** WHAT YOU NEED TO DO **
Print the full listing below word for word, keeping every line unchanged from the first to the last.

** DATA EXCERPTS **
## BEGIN

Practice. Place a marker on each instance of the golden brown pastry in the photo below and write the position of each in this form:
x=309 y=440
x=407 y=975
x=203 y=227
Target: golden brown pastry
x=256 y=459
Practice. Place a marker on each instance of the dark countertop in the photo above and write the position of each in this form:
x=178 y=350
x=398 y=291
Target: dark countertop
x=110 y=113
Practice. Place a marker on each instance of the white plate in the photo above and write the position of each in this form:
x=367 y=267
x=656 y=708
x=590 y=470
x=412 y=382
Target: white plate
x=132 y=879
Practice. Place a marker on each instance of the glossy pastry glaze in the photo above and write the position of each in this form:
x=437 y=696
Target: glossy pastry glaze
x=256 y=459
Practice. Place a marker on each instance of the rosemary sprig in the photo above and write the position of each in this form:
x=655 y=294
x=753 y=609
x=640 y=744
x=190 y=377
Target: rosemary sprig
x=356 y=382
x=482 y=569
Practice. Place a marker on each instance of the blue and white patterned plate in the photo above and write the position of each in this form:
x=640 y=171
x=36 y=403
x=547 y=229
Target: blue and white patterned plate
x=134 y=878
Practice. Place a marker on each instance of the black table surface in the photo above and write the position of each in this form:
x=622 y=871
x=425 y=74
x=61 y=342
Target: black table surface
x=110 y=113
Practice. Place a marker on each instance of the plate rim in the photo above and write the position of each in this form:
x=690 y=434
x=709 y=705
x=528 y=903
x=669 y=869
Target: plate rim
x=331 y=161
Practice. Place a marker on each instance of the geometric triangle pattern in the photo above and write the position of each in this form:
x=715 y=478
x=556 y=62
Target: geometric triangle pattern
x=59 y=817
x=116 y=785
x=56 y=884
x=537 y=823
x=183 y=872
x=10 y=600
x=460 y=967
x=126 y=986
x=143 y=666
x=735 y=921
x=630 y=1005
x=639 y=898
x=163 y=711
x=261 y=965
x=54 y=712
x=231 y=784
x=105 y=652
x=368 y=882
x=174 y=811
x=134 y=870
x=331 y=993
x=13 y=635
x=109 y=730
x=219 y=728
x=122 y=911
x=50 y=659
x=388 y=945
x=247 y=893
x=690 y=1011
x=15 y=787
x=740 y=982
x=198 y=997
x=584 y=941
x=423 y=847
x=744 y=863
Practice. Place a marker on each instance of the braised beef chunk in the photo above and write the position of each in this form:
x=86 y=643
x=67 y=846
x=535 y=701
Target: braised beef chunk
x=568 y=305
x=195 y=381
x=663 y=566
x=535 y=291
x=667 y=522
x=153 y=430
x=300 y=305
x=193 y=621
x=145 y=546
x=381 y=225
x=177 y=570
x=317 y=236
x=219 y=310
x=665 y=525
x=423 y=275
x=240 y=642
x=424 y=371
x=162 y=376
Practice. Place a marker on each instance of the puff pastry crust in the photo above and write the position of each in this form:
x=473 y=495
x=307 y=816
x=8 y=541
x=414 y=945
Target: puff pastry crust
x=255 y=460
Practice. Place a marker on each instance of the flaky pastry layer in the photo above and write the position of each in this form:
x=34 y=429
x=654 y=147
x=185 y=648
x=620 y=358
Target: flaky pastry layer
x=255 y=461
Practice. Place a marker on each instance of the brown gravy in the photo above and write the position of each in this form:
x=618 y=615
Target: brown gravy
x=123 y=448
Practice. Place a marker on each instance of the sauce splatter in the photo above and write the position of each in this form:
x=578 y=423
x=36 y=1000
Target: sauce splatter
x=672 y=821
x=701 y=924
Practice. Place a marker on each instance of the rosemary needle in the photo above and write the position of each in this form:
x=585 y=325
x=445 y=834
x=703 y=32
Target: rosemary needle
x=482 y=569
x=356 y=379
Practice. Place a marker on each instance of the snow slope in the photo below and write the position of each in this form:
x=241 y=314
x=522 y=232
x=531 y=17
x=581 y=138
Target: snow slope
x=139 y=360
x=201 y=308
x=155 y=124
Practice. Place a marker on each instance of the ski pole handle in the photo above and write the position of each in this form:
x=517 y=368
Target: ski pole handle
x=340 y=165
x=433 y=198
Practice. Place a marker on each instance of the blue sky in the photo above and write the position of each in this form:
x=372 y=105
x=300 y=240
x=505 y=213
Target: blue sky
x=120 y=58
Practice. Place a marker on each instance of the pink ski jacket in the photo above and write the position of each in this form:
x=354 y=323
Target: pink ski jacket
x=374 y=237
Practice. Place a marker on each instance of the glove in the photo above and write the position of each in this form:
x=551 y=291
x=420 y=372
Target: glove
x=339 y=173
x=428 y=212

## END

** WRITTEN REPLY **
Practice. Place a marker on each instance of the golden brown pastry in the photo below and write the position of each in this form:
x=309 y=440
x=407 y=975
x=203 y=227
Target: golden brown pastry
x=256 y=459
Practice. Place a marker on each instance of the dark countertop in the photo above and write the position of each in this form:
x=178 y=350
x=398 y=291
Target: dark countertop
x=110 y=113
Practice. Place a marker on each instance of the white plate in the photo above and write the position of each in this form:
x=367 y=267
x=656 y=708
x=590 y=470
x=412 y=382
Target: white plate
x=132 y=879
Practice. Place a marker on each instance of the glossy pastry glaze in the photo above and write the position of each in this form:
x=437 y=696
Target: glossy pastry glaze
x=256 y=459
Practice. Place a marker on each instance of the rosemary sprig in the photo above and write the position of each in this form:
x=655 y=294
x=753 y=609
x=640 y=744
x=190 y=377
Target: rosemary sprig
x=356 y=382
x=482 y=569
Practice. Place a marker on each instance of the blue and white patterned plate in the photo above and write the position of each in this form:
x=640 y=171
x=36 y=403
x=547 y=229
Target: blue and white patterned plate
x=134 y=878
Practice. Place a marker on each instance of the black table surface in the photo above and write the position of each in this form:
x=622 y=871
x=425 y=74
x=61 y=342
Target: black table surface
x=110 y=113
Practice. Place a marker on each instance of the plate rim in the photo above and write the position of each in this form:
x=690 y=434
x=709 y=705
x=528 y=903
x=669 y=869
Target: plate rim
x=331 y=161
Practice. Place a marker on each instance of the geometric triangle pattern in the photo above and write the position of each in this form:
x=715 y=478
x=556 y=62
Target: geometric triangle pattern
x=59 y=817
x=116 y=785
x=56 y=884
x=537 y=823
x=183 y=872
x=10 y=600
x=460 y=967
x=126 y=986
x=143 y=666
x=735 y=921
x=630 y=1005
x=639 y=898
x=163 y=711
x=261 y=965
x=54 y=712
x=231 y=784
x=105 y=652
x=368 y=882
x=174 y=811
x=134 y=870
x=331 y=993
x=13 y=635
x=109 y=730
x=219 y=728
x=122 y=911
x=50 y=659
x=388 y=945
x=247 y=893
x=690 y=1011
x=15 y=787
x=740 y=982
x=198 y=997
x=584 y=941
x=423 y=847
x=744 y=863
Practice. Place a marker on each instance of the braised beef chunk in the photo above and write the position of each in this form:
x=86 y=643
x=67 y=846
x=535 y=701
Target: braised beef chunk
x=568 y=305
x=195 y=381
x=663 y=566
x=535 y=291
x=667 y=522
x=153 y=430
x=300 y=305
x=193 y=621
x=145 y=546
x=381 y=225
x=177 y=570
x=317 y=236
x=219 y=310
x=665 y=525
x=423 y=275
x=240 y=642
x=424 y=371
x=162 y=376
Practice. Place a marker on each instance of the puff pastry crust in the photo above and write the position of each in this form:
x=473 y=495
x=307 y=816
x=8 y=541
x=414 y=945
Target: puff pastry crust
x=255 y=460
Practice. Place a marker on each instance of the flaky pastry layer in the photo above and write the position of each in this form:
x=34 y=429
x=654 y=147
x=185 y=648
x=620 y=358
Target: flaky pastry layer
x=255 y=461
Practice. Place a marker on each instance of the brown gravy in the photo above and write the position of each in this form:
x=618 y=615
Target: brown gravy
x=123 y=448
Practice. Place a marker on each instance of the sauce splatter in the photo above and write the position of each in this form:
x=578 y=423
x=36 y=1000
Target: sauce splatter
x=672 y=821
x=701 y=924
Practice. Place a marker on each instance of the rosemary needle in the photo above and write the position of each in this form:
x=585 y=325
x=445 y=834
x=703 y=32
Target: rosemary needle
x=482 y=569
x=356 y=379
Practice. Place a marker on each instance of the snow slope in the photo below and write the position of each in this form:
x=241 y=314
x=522 y=232
x=531 y=17
x=581 y=138
Target: snow slope
x=139 y=360
x=201 y=308
x=155 y=124
Practice. Place a marker on each instance of the ski pole handle in the photo above and write the position of each in this form:
x=517 y=368
Target: ski pole handle
x=340 y=165
x=433 y=198
Practice. Place a marker on each instance of the blue sky in the photo above and write the position of each in this form:
x=372 y=105
x=300 y=240
x=505 y=213
Target: blue sky
x=120 y=58
Practice. Place a marker on each instance of the pink ski jacket in the photo above and write the position of each in this form:
x=354 y=323
Target: pink ski jacket
x=374 y=237
Practice. Place a marker on each instance of the glove in the photo above and write the position of each in this form:
x=551 y=291
x=420 y=372
Target: glove
x=339 y=173
x=428 y=212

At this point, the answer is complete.